**Exercise**
Print every one of the records below again, unchanged and in the same order.

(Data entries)
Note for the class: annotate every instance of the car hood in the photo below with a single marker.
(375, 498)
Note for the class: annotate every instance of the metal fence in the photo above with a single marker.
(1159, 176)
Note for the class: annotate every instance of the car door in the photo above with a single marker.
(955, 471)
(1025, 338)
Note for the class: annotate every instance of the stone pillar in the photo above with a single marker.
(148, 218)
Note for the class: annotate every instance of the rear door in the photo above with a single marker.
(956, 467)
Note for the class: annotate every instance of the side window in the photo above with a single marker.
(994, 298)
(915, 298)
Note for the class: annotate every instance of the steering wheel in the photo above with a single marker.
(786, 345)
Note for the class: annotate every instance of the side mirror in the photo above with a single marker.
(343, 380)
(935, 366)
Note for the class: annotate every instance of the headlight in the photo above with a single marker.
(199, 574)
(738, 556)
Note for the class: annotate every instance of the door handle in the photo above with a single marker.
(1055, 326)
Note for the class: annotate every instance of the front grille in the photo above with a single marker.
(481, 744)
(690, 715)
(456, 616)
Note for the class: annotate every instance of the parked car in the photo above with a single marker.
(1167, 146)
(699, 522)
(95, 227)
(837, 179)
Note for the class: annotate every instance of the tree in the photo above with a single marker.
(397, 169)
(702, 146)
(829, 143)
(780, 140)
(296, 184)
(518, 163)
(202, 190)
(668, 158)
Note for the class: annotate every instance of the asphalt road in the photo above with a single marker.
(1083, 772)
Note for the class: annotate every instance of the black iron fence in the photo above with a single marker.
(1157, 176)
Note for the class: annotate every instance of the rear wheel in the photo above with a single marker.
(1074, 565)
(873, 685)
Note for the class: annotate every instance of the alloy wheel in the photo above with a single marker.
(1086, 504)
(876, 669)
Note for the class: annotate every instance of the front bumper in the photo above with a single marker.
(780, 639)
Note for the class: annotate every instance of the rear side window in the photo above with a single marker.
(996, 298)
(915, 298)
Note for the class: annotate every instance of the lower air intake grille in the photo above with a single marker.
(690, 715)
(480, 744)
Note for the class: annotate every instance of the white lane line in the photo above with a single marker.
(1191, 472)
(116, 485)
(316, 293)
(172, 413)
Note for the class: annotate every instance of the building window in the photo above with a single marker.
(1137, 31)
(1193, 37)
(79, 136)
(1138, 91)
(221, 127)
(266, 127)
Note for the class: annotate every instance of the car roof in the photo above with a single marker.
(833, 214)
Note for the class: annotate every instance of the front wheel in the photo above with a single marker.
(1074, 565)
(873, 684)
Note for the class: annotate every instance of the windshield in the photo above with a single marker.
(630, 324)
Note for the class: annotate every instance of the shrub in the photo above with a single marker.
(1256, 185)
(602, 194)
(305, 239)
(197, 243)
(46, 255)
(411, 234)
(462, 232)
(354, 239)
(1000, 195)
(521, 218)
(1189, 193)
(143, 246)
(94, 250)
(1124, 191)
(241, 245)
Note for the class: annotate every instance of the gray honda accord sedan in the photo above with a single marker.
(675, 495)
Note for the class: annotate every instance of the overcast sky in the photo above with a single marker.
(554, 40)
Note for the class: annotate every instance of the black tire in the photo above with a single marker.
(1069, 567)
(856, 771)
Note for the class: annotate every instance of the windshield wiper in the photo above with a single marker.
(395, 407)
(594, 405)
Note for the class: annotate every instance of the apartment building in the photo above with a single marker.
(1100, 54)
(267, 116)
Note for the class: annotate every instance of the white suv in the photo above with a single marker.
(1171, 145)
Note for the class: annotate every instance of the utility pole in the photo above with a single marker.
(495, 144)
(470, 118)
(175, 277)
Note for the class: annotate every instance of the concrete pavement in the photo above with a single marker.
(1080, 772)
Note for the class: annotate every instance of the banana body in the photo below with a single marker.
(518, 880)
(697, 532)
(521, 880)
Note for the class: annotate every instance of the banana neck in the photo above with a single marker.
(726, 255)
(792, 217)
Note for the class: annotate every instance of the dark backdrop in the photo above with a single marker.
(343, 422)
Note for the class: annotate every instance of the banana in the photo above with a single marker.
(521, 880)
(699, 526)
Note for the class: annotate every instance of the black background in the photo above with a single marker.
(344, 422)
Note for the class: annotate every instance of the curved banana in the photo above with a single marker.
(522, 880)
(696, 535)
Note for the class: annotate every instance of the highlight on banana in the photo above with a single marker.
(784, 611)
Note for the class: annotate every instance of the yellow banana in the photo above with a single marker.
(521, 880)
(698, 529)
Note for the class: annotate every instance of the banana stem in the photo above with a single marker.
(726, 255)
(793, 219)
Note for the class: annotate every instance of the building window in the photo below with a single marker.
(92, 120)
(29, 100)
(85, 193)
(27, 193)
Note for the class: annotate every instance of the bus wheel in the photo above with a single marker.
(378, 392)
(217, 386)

**Answer to this task**
Note for the class: annotate every instance of the car hood in the photo below with a single marker.
(375, 498)
Note for the class: annotate every instance of the metal fence in the photo above with a single marker.
(1159, 176)
Note for the class: annotate every instance of the car door in the photo above with a single marker.
(955, 471)
(1025, 338)
Note for the class: annotate every instance of the stone pillar in the photo above with a single marker.
(148, 218)
Note for the class: annotate every instance of the rear door in the photo above with a single marker.
(956, 467)
Note for the class: annotate every instance of the side window in the photo above with a single marker.
(994, 298)
(915, 298)
Note for the class: annotate every instance of the steering wheel in the photo above with a single marker.
(786, 345)
Note for the class: annotate every instance of the side mirror in the photo above with a single marker.
(343, 380)
(935, 366)
Note for the class: annotate every instance of the headlight in the photo above with a single marker.
(199, 574)
(738, 556)
Note for the class: annotate every instance of the door handle in the photo above with a single marker.
(1055, 326)
Note for the class: annotate every instance of the front grille in the photo above with a single marker.
(481, 744)
(690, 715)
(456, 616)
Note for the class: annotate every instance of the parked car in the photo above with a single marker.
(1167, 146)
(699, 522)
(95, 227)
(837, 179)
Note for the class: annotate every instance of the tree in the photo above with a single marker.
(397, 169)
(702, 146)
(829, 143)
(780, 140)
(296, 184)
(518, 163)
(202, 190)
(668, 158)
Note for the class: annotate every instance of the asphalt road in the photo above with a single marker.
(1083, 772)
Note for the class: annotate every instance of the black iron fence in the photo above with a single marker.
(1157, 176)
Note for the class: annotate every instance of the rear wheel in the photo above with a single marker.
(1074, 565)
(873, 685)
Note for the class: annotate every instance of the alloy wheel in the photo above with a single marker.
(1086, 504)
(876, 669)
Note for the class: annotate every instance of the front bumper in the photo above with a single marker.
(780, 639)
Note for the class: annotate every instance of the rear side window in the photo above with a single marker.
(996, 298)
(915, 298)
Note for the class: annotate every instance of the lower air intake grille in the photo above with a single marker.
(690, 715)
(480, 744)
Note for the class: annotate every instance of the white lane line in the photo above with a single marker.
(1191, 472)
(116, 485)
(316, 293)
(172, 413)
Note for the class: annotate every instance of the building window in the photo above with a single marker.
(1137, 31)
(1193, 37)
(79, 136)
(1138, 91)
(221, 127)
(266, 127)
Note for the class: annotate every instance of the car roof in the photo above with a single marker.
(833, 214)
Note for the class: annotate every instance of the front wheel in the photo above with a single marker.
(1074, 565)
(873, 684)
Note for the class: annotate every instance of the windshield in the photo above with a single marker.
(630, 324)
Note for the class: annotate every instance of the shrub in the photo above with a single marker.
(1256, 185)
(602, 194)
(305, 239)
(197, 243)
(46, 255)
(411, 234)
(462, 232)
(354, 239)
(1000, 195)
(521, 218)
(1189, 193)
(143, 246)
(94, 250)
(1124, 191)
(241, 245)
Note for the class: annotate every instance of the gray honda accord sedan in the photo above with a single marker.
(675, 495)
Note for the class: annotate every instance of the overcast sky in the photo above with a single marker.
(554, 40)
Note for the class: annotate every instance of the black tire in the photo above with a single marker.
(1069, 567)
(856, 771)
Note for the class: annotate every instance of the windshield wiper in the photo above with a single marker.
(395, 407)
(594, 405)
Note for the class: annotate every instance of the apartment building in the photo above with a single marker.
(1100, 54)
(267, 116)
Note for the class: annotate every instance of the white suv in the photo above with a single marker.
(1171, 145)
Note for the class: annotate every instance of the utility pole in the photo above with a single marker.
(495, 144)
(470, 118)
(175, 277)
Note for the class: annotate every instance of the concrete pavement in the photo above with a single marker.
(1080, 772)
Note for the class: annotate every instance of the banana body in the photo below with a single marker.
(518, 880)
(697, 532)
(521, 880)
Note for the class: annotate every instance of the banana neck in the photo above with a single marker.
(726, 255)
(792, 217)
Note for the class: annotate every instance of the dark backdrop in the photo above with a single marker.
(343, 422)
Note for the class: annotate every instance of the banana in the photo above with a single marker.
(521, 880)
(699, 526)
Note for the class: annotate every instance of the black background in the photo above with a single marker.
(344, 422)
Note for the class: annotate every instance of the curved banana in the photo above with a single marker.
(522, 880)
(696, 535)
Note for the class: annotate every instance of the highlight on banana in the photo above with a single marker.
(784, 611)
Note for the class: annotate every instance of the yellow banana in the photo above with a single marker.
(521, 880)
(698, 529)
Note for the class: annotate every instance of the banana stem in the photo above with a single marker.
(726, 255)
(793, 219)
Note for the class: annotate every instance of the building window in the photo below with a single marker.
(92, 120)
(29, 100)
(85, 193)
(27, 193)
Note for the class: annotate every instance of the bus wheel in the photo above with a single marker.
(378, 392)
(217, 386)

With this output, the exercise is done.